Dairy producers should consider trimming capital expenditure and fixing costs to build up a cash reserve ahead of potential shocks from a no-deal Brexit, a dairy farm consultant has said.
Locking in feed costs by forward purchasing and suspending machinery purchases are just two of 10 things (see “10 prudent steps dairy farmers can take to buffer against Brexit”) businesses can do to help increase available funds, said Edward Lott, partner at Kite Consulting.
Speaking to Farmers Weekly ahead of UK Dairy Day (Wednesday 11 September), he said farmers should look to adopt these steps, even if the EU grants the UK another short-term extension to the Brexit deadline, as the prolonged uncertainty will also be damaging to the industry.
“This is a fast-moving situation, so farmers need to liaise with their suppliers more regularly to keep updated,” said Mr Lott.
Cereals price drop
Feed costs – which make up 30-40% of total dairy enterprise spending – have now fallen back to about the three-year average, after cereal costs plummeted following a large UK wheat and barley harvest.
A weak pound has increased the cost of imported protein, such as soya, but ongoing issues – like the trade dispute between the US and China – is limiting price rises, he said. This means it is a good time to lock in winter feed costs.
The government must be prepared to step in to support dairy producers and the red meat sector in the event of a no-deal Brexit, to shield them from short-term cost increases or price falls, Mr Lott warned.
10 prudent steps dairy farmers can take to buffer against Brexit
- In a crisis, cash is king – hold back as much as possible in the business to deal with volatility in milk prices or input costs.
- Ensure a risk management plan is in place for feeds. Fixing up to 100% of feed through to the spring of 2020 is an option to consider, and taking further cover out into 2020 should mitigate some risk.
- Make sure feed stores are full on 31 October – not just bulk feed, but also minerals and fats that come via EU trades.
- Have a managed system for dealing with creditors. Paying ad-hoc can be very stressful and lead to deteriorating relationships.
- Suspend machinery investment until after Christmas. Avoid new hire purchase monthly costs until the picture is clearer.
- Hold off property repairs that will use cash until the new year.
- Spread out payments on things like insurance, fertiliser and seed to keep maximum capacity in bank accounts.
- Keep management information up to date and ensure your bank is informed. If cashflow problems arise, having good information is key to getting their support.
- Maintain any capital repayment holidays on loans until 2020.

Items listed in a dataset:
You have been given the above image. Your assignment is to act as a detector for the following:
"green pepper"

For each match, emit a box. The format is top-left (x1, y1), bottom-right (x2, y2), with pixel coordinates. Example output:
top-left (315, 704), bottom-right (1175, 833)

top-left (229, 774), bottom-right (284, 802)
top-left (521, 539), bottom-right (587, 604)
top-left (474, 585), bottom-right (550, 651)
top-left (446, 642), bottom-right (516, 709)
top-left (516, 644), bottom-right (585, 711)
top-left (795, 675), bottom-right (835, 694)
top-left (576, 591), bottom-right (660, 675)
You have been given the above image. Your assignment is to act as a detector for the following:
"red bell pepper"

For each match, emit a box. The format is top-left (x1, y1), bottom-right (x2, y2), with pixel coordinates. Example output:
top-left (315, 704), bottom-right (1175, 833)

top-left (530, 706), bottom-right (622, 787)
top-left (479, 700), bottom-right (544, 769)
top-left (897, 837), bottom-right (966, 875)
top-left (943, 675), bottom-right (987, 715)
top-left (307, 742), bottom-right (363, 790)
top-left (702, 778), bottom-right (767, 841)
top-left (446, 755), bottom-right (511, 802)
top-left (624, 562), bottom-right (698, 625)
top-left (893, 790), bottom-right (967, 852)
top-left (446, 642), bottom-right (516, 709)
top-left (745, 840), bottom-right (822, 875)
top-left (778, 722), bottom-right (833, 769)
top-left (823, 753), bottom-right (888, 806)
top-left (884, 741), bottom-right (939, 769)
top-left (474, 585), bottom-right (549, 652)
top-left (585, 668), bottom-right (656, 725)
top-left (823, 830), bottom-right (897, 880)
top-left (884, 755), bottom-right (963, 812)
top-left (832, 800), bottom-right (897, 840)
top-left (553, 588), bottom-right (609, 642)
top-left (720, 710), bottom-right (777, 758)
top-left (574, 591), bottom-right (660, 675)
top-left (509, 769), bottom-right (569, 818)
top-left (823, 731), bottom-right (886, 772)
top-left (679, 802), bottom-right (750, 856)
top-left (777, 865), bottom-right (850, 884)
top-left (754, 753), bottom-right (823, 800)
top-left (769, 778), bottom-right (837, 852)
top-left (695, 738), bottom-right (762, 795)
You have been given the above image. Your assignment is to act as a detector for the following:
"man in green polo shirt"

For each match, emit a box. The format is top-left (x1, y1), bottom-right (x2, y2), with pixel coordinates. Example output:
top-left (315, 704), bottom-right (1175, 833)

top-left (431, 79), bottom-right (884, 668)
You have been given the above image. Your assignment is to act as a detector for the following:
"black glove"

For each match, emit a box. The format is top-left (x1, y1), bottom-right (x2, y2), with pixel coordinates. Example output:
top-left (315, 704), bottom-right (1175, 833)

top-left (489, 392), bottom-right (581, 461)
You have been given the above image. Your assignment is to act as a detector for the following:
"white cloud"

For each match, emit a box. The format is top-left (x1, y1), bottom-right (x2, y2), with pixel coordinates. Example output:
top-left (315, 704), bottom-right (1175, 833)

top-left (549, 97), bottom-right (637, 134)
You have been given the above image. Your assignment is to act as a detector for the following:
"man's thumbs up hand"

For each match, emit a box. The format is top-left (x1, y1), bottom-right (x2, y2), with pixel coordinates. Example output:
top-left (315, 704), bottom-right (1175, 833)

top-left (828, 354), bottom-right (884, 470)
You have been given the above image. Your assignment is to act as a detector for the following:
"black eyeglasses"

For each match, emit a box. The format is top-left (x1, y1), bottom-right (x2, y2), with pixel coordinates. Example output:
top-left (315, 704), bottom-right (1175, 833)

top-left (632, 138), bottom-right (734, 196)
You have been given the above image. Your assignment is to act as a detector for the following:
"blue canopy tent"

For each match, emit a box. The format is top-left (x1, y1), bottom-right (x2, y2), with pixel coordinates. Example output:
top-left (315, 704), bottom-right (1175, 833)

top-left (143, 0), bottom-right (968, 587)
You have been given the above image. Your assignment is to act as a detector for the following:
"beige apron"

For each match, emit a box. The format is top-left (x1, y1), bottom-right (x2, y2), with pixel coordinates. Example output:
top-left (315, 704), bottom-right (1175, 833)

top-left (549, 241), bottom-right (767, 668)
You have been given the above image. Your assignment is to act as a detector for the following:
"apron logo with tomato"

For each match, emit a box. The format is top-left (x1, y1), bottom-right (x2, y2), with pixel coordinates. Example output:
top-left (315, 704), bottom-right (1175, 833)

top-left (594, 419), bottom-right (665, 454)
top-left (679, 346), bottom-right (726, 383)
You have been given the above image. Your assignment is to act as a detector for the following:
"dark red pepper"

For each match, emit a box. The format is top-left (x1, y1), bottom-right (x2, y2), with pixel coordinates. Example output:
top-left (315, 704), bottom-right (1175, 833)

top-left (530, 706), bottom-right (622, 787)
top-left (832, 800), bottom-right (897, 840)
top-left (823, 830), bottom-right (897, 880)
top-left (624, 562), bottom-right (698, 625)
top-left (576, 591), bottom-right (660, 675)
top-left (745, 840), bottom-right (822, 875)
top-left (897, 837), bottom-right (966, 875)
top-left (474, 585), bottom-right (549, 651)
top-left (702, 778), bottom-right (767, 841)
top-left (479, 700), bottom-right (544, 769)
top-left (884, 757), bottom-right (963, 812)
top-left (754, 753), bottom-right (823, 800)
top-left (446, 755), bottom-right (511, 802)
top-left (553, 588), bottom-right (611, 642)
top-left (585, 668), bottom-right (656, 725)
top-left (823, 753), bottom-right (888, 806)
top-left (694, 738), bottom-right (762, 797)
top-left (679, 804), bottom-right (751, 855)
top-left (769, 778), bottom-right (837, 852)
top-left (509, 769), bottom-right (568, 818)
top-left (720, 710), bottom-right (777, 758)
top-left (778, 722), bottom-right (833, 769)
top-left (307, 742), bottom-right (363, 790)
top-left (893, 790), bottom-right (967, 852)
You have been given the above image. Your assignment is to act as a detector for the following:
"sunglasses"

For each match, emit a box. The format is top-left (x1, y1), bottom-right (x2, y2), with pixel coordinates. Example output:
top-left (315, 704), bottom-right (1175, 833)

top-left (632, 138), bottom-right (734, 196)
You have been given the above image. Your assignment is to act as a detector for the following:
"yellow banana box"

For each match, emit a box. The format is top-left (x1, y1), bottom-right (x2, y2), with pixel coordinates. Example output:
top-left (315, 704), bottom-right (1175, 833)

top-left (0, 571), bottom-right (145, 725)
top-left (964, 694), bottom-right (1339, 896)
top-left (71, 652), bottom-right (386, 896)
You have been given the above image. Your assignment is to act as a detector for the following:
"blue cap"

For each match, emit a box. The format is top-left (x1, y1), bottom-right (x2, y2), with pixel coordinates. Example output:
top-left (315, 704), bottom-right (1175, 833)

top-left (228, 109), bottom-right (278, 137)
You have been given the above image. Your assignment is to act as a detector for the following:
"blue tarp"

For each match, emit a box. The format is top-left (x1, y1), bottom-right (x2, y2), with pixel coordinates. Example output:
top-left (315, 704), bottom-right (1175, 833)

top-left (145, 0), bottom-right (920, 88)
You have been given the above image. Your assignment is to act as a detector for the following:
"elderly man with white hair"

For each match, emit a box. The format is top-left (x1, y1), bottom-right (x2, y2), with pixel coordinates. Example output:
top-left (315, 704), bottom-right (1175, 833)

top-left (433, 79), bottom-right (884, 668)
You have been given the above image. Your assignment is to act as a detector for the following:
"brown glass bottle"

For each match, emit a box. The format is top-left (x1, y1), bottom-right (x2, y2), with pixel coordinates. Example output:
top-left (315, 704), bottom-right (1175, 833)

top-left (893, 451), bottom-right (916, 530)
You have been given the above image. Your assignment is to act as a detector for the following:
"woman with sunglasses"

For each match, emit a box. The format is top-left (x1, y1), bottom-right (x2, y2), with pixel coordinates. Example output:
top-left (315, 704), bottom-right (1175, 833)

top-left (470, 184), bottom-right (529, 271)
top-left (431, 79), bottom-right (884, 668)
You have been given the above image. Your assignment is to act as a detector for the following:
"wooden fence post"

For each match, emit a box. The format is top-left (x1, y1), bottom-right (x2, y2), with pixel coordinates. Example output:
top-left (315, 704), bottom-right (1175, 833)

• TO DO
1. In the article on dairy farmers and Brexit, what share of total dairy enterprise spending do feed costs make up?
2. Update the passage of the article on dairy farmers and Brexit from "- Make sure" to "the new year.", putting "spring" in place of "Christmas".
3. Continue the article on dairy farmers and Brexit from the point where it ends.

• ANSWERS BELOW
1. Feed costs make up 30-40% of total dairy enterprise spending.

2.
- Make sure feed stores are full on 31 October – not just bulk feed, but also minerals and fats that come via EU trades.
- Have a managed system for dealing with creditors. Paying ad-hoc can be very stressful and lead to deteriorating relationships.
- Suspend machinery investment until after spring. Avoid new hire purchase monthly costs until the picture is clearer.
- Hold off property repairs that will use cash until the new year.

3.
- If using staff from overseas, stay up to date on citizens’ rights rules and be mindful of the effect falling currency will have on their take-home pay. Shortfalls in income may have to be supplemented to retain staff.
Source: Kite Consulting
However, he said farmers should not look to do anything that would decrease production or damage the long-term performance of their business.
Arla producers – who will still be linked to a Europe-wide producer group – and businesses on aligned contracts are likely to be the most shielded from volatility, while other liquid producers will be the most vulnerable.
Rising production and static demand is creating an oversupply situation in the liquid market, with Muller blaming its recent price cut in part on a 37% fall in the commodity value of cream.
Cross-border cream sales have been relieving pressure on the liquid market, but would be slapped with a tariff of €1,091.10/t (£972.37/t) in the event of no deal, making them uncompetitive for EU processors.
Investment on hold
Lancashire dairy farmer James Tomlinson, who runs a 270-cow herd near Preston with his wife, Eleanor, said he has put investment in a new milking parlour and cattle shed on hold due to the Brexit uncertainty.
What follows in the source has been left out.